* **Passage to read**:
BEGIN

I have been working with him on the "leave it" command and he is responding pretty well. I started by telling him to leave it and then rewarding him with a piece of cheese. Now he will just follow the command if I catch him before he gets too close.


----------



## Beamer (Jan 29, 2007)

FancyNancy said:


> Other than being kind of disgusting, should I be worried about this?


Hahahaha, yeah, just kinda disgusting.. lol
I hate when Beamer goes for the rabbit poop... ughhh

Ryan


----------



## psvzum (Jun 11, 2009)

Loki likes to roll in interesting substances. He took a real liking to this one area of the yard. I got down on my hands and knees, spread my fingers into the grass to see what drew him to this particular area. Up come my fingers covered in brown "stuff". Either deer or rabbit poo. He smells his rolling areas an awful lot but I have yet to see him try to eat it.


----------



## ivyagogo (Sep 11, 2007)

Nancy - Gryff does this too. It is vile, but it's not uncommon. He will eat and roll in anything that stinks! Get used to lots of baths.


----------



## Eva (Jun 20, 2008)

Todd eats deer and rabbit poop whenever he gets the chance..it grosses me out but he hasn't had any health issues because of it. 
I guess that they could get parasites from animal poop but Todd's on Revolution and it should kill any worms that he may get.


----------



## Lunastar (Feb 9, 2009)

I would be careful. They can get parasites such as coccidia from eating poop


----------



## HavaneseSoon (Nov 4, 2008)

What does this poop look like? I have never seen deer poop! But, I am sure Dexter has found some and eaten it.


----------



## SMARTY (Apr 19, 2007)

HavaneseSoon said:


> What does this poop look like? I have never seen deer poop! But, I am sure Dexter has found some and eaten it.


round black pellets


----------



## Laurief (Nov 7, 2006)

How lucky for you Linda that you have not seen deer poop!! When we do our poop walk on the lawn, it isnt just dog poop we pick up! My guys love it, and seem to know EXACTLY where it is the second they leave the door! We try to pick it up as quick as possible. they usually do get some, but we discourage it.

END

* **Problem set**:
(a) In the dog forum thread, why does Eva feel Todd is safe from the parasites that animal poop could carry? Answer in one to three sentences.
(b) Tally how many lines of the records contain the word "drive". Give only the number.
The forum thread and the records have nothing to do with each other.

* **Provided information**:
BEGIN

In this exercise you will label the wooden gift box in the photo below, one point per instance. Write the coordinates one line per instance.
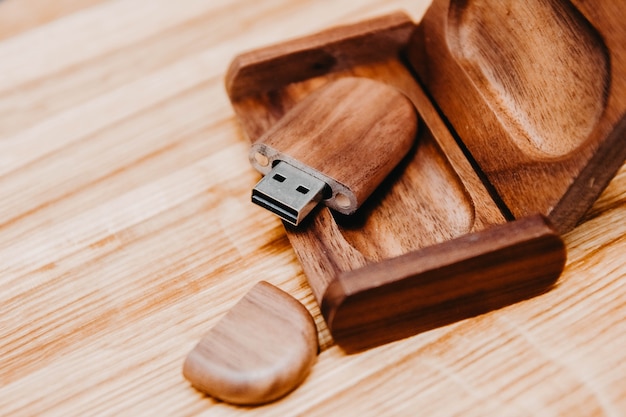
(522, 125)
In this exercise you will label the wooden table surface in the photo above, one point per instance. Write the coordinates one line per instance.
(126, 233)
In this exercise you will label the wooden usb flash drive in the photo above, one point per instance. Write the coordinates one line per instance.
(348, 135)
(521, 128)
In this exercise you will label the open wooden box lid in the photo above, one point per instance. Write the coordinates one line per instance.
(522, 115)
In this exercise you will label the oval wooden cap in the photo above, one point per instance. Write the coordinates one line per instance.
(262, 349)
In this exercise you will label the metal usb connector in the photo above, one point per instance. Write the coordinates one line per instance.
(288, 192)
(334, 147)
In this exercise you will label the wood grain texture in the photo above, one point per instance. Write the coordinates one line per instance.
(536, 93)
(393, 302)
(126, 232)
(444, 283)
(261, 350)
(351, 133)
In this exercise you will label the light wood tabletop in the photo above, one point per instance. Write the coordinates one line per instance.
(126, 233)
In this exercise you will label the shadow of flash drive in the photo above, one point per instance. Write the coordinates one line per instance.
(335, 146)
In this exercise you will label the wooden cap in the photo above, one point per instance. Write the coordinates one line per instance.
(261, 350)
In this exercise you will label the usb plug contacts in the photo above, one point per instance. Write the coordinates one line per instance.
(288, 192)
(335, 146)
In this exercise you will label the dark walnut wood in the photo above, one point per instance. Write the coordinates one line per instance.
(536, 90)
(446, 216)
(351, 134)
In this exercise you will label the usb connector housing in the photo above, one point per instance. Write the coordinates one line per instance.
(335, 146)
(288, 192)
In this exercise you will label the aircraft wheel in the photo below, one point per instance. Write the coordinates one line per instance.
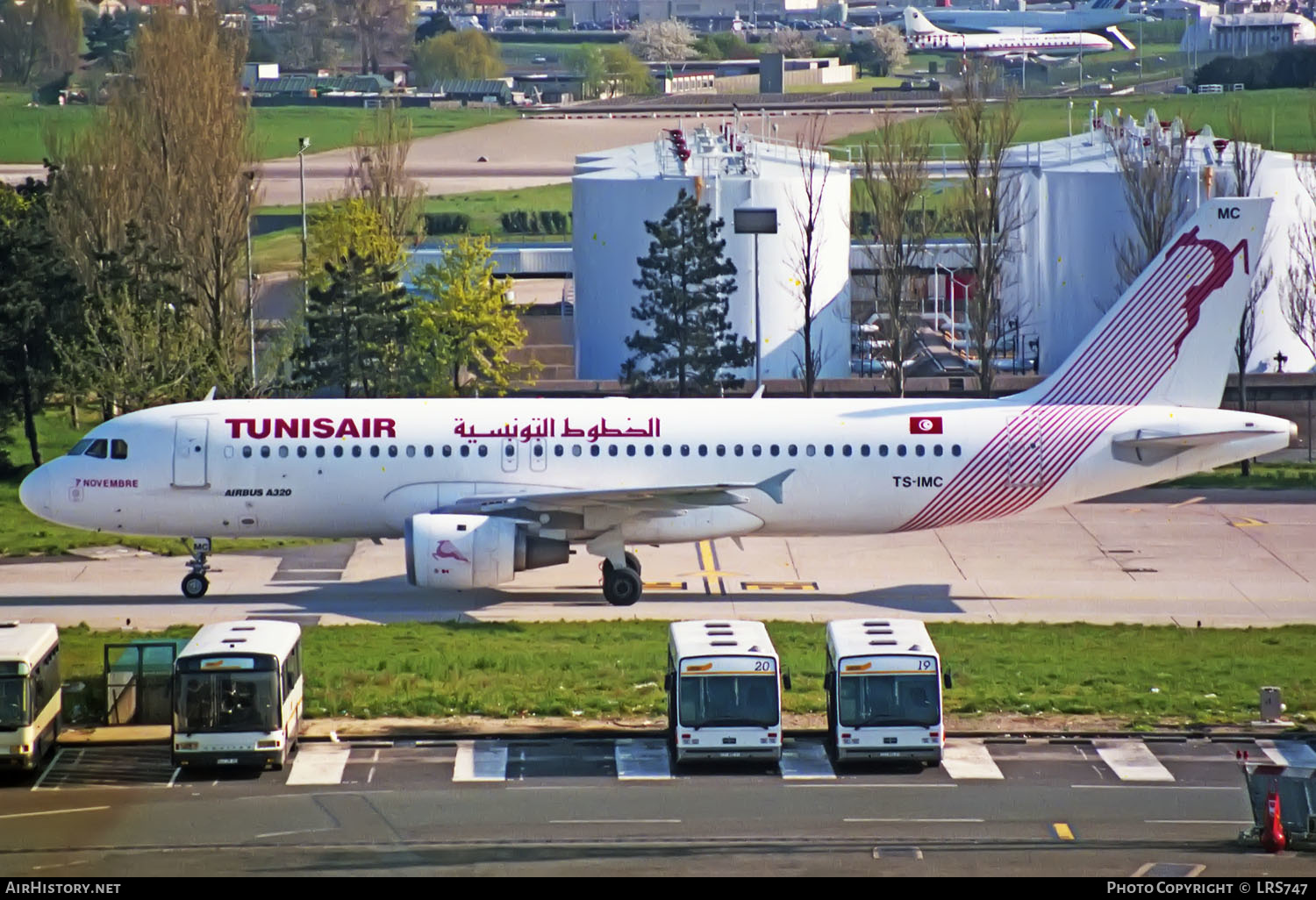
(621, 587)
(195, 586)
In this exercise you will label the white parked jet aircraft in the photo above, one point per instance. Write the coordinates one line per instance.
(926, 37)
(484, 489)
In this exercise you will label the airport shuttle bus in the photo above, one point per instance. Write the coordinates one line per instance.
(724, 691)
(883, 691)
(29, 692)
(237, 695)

END

* **Written answers**:
(a) Todd is on Revolution, which Eva says should kill any worms he may pick up. She also notes that he hasn't had any health issues from eating deer and rabbit poop.

(b) 2